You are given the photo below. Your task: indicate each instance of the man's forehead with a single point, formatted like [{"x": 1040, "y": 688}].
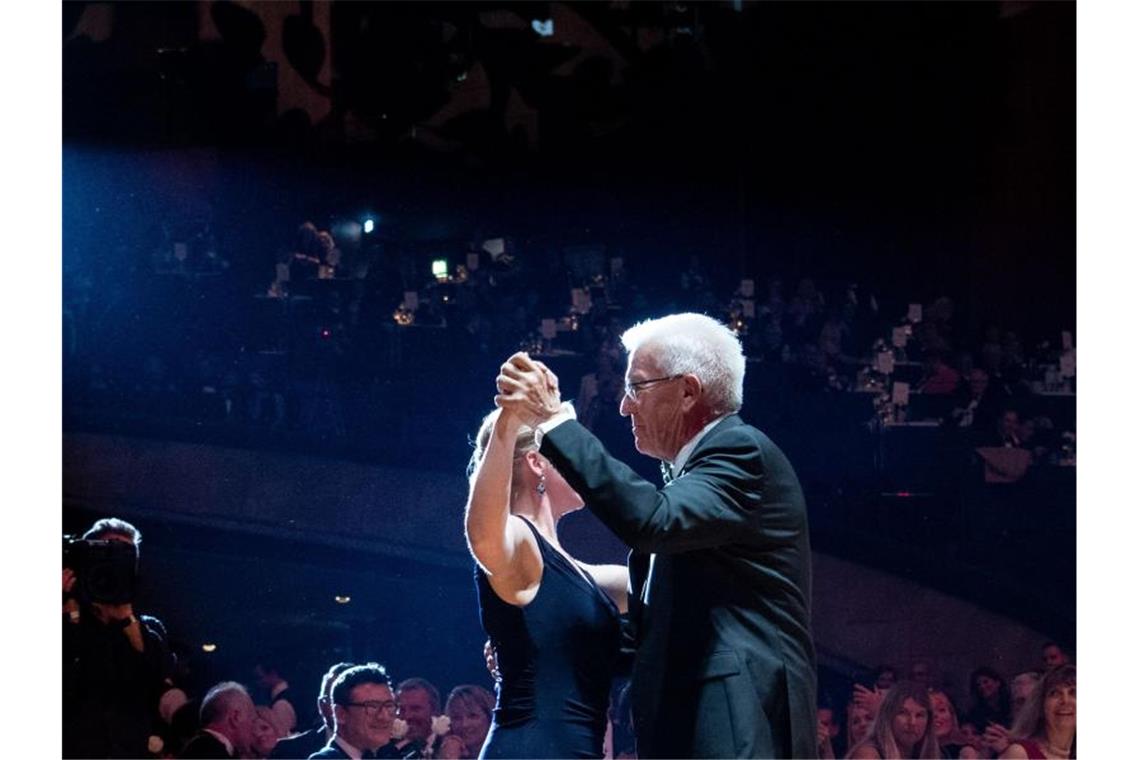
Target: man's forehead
[
  {"x": 642, "y": 361},
  {"x": 372, "y": 691}
]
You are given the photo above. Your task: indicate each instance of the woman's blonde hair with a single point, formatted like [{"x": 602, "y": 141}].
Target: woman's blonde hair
[
  {"x": 882, "y": 736},
  {"x": 523, "y": 442},
  {"x": 1031, "y": 721}
]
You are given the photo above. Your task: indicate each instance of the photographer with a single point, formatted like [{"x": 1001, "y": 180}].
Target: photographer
[{"x": 115, "y": 662}]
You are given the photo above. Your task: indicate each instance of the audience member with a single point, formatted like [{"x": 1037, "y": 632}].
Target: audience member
[
  {"x": 945, "y": 727},
  {"x": 227, "y": 718},
  {"x": 302, "y": 745},
  {"x": 903, "y": 727},
  {"x": 939, "y": 378},
  {"x": 470, "y": 709},
  {"x": 1047, "y": 726},
  {"x": 364, "y": 709},
  {"x": 991, "y": 699},
  {"x": 978, "y": 403},
  {"x": 828, "y": 728},
  {"x": 1052, "y": 655},
  {"x": 1020, "y": 687},
  {"x": 920, "y": 673},
  {"x": 115, "y": 662},
  {"x": 418, "y": 702},
  {"x": 265, "y": 734},
  {"x": 860, "y": 720},
  {"x": 281, "y": 697},
  {"x": 974, "y": 738}
]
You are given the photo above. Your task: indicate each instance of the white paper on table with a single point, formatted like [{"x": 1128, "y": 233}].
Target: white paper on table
[
  {"x": 1068, "y": 364},
  {"x": 901, "y": 393}
]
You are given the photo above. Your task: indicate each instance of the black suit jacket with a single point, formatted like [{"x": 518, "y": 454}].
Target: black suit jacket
[
  {"x": 204, "y": 746},
  {"x": 300, "y": 746},
  {"x": 725, "y": 664},
  {"x": 331, "y": 751}
]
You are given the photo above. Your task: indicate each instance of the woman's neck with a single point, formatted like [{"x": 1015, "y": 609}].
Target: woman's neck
[
  {"x": 538, "y": 512},
  {"x": 1058, "y": 742}
]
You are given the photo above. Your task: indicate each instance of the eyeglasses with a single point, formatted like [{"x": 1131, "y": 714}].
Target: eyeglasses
[
  {"x": 634, "y": 389},
  {"x": 372, "y": 708}
]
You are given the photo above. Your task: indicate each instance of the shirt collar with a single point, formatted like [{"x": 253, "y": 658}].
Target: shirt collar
[
  {"x": 222, "y": 738},
  {"x": 349, "y": 750},
  {"x": 687, "y": 449}
]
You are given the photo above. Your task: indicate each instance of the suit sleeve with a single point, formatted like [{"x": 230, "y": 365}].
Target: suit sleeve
[{"x": 710, "y": 505}]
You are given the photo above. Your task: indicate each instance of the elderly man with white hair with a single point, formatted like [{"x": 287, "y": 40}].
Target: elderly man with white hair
[
  {"x": 721, "y": 564},
  {"x": 227, "y": 717}
]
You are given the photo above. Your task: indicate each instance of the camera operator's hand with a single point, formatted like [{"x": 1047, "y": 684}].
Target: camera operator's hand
[
  {"x": 122, "y": 614},
  {"x": 71, "y": 604}
]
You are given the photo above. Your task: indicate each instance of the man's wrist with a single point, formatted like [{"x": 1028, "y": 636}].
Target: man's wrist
[{"x": 550, "y": 424}]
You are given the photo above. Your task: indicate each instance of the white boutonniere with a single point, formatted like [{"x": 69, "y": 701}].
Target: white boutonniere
[{"x": 440, "y": 726}]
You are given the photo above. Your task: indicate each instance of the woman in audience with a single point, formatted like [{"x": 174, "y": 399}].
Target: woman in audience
[
  {"x": 1047, "y": 726},
  {"x": 991, "y": 699},
  {"x": 945, "y": 727},
  {"x": 265, "y": 734},
  {"x": 858, "y": 722},
  {"x": 469, "y": 708},
  {"x": 903, "y": 727}
]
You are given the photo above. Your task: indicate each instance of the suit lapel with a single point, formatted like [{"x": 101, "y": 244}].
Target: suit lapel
[{"x": 727, "y": 423}]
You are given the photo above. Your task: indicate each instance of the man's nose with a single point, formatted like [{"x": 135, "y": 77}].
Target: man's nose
[{"x": 625, "y": 406}]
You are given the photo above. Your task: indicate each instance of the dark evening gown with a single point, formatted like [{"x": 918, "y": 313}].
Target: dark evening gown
[{"x": 558, "y": 656}]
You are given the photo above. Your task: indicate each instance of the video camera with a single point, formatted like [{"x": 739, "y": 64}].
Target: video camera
[{"x": 105, "y": 571}]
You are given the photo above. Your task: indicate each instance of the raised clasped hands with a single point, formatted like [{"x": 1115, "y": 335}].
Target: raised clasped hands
[{"x": 528, "y": 390}]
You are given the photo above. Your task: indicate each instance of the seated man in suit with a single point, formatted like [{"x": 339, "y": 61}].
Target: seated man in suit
[
  {"x": 227, "y": 719},
  {"x": 302, "y": 745},
  {"x": 719, "y": 571},
  {"x": 364, "y": 709}
]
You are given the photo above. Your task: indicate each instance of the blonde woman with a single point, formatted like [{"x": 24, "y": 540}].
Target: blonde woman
[{"x": 552, "y": 620}]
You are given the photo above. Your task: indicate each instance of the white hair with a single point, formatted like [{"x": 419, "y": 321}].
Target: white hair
[{"x": 695, "y": 344}]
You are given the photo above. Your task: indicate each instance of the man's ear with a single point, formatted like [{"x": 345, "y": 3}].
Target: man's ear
[{"x": 693, "y": 390}]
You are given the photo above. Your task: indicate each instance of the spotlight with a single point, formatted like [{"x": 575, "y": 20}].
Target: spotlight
[
  {"x": 404, "y": 316},
  {"x": 439, "y": 269}
]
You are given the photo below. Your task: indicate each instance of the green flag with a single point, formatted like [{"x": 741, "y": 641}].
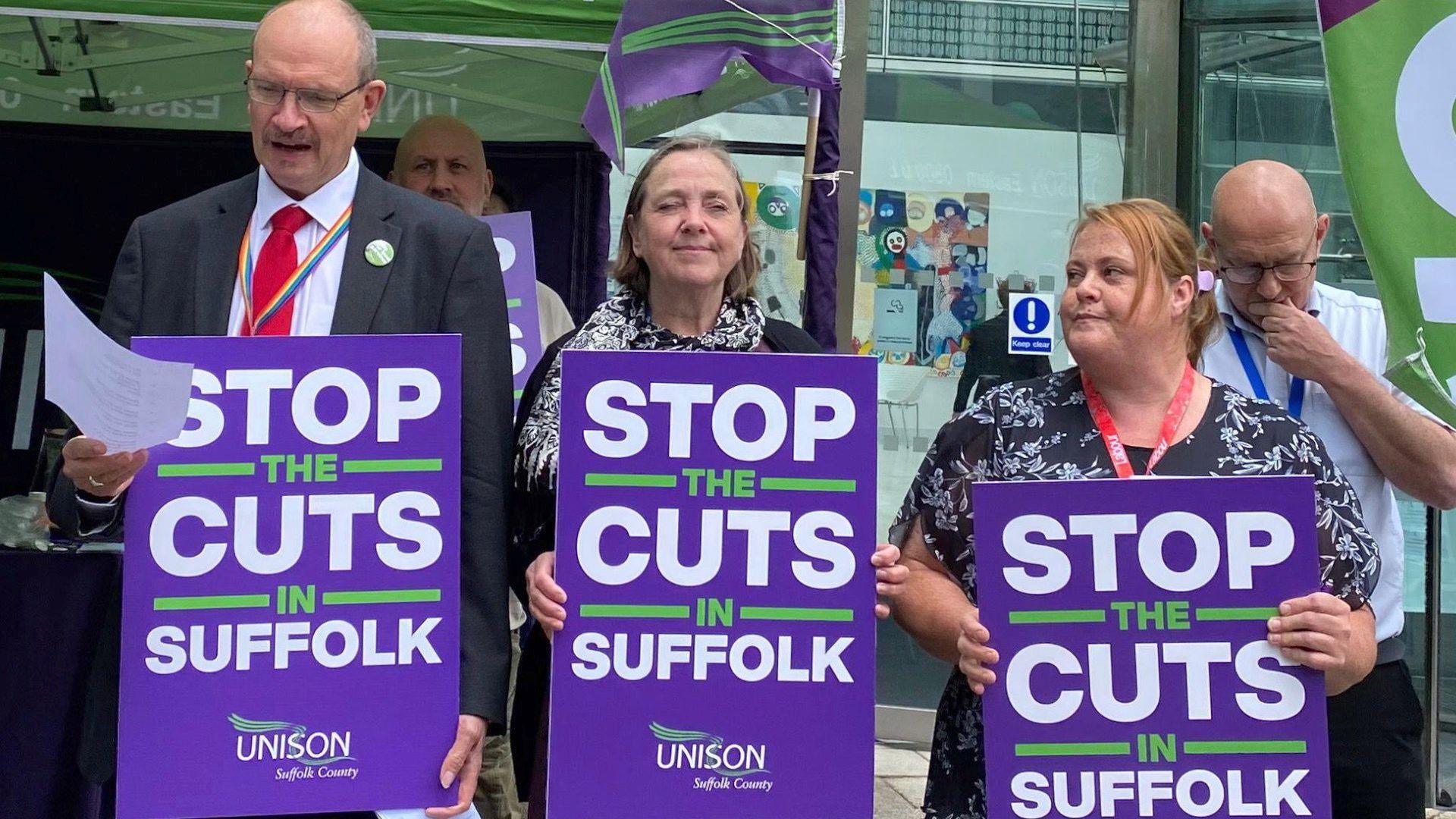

■ **Set problem**: Put the lines of the material into a JSON list of strings, one string per line and no blank lines. Start with the line that contains "of the raised" and continue through the end of the material, leaving out the pictures.

■ **Exercise result**:
[
  "You are given the photo above. Your task: indicate each instance of the raised clasped hands with a single point, formatted like [{\"x\": 1115, \"y\": 335}].",
  "Target: raised clasped hands",
  "[{\"x\": 528, \"y\": 390}]",
  "You are given the photo above. Your task: indicate each instance of the seated man in suit with a single point, formatted like [{\"x\": 339, \"y\": 61}].",
  "Target: seated man in suit",
  "[",
  "  {\"x\": 227, \"y\": 719},",
  "  {\"x\": 302, \"y\": 745},",
  "  {\"x\": 719, \"y\": 571},",
  "  {\"x\": 364, \"y\": 709}",
  "]",
  "You are given the photo above. Your task: indicate each instance of the blonde woman with a single point, formatted like [{\"x\": 24, \"y\": 540}].",
  "Target: blonde woman",
  "[{\"x\": 552, \"y\": 620}]",
  "You are given the photo above. Your task: indicate each instance of the white hair with a single point, formatted like [{\"x\": 419, \"y\": 321}].",
  "Target: white hair",
  "[{\"x\": 695, \"y\": 344}]",
  "You are given the photo above. Your task: indicate each instance of the man's ear with a single point, formatted like [{\"x\": 345, \"y\": 3}].",
  "Target: man's ear",
  "[{\"x\": 693, \"y\": 390}]",
  "You are given the photo above. Your task: indicate each instance of the spotlight with a single point, formatted like [{\"x\": 575, \"y\": 20}].",
  "Target: spotlight",
  "[",
  "  {\"x\": 404, \"y\": 316},",
  "  {\"x\": 439, \"y\": 269}",
  "]",
  "You are given the photo below. Your task: indicate each instance of the green flag with a single point, formatted like [{\"x\": 741, \"y\": 641}]."
]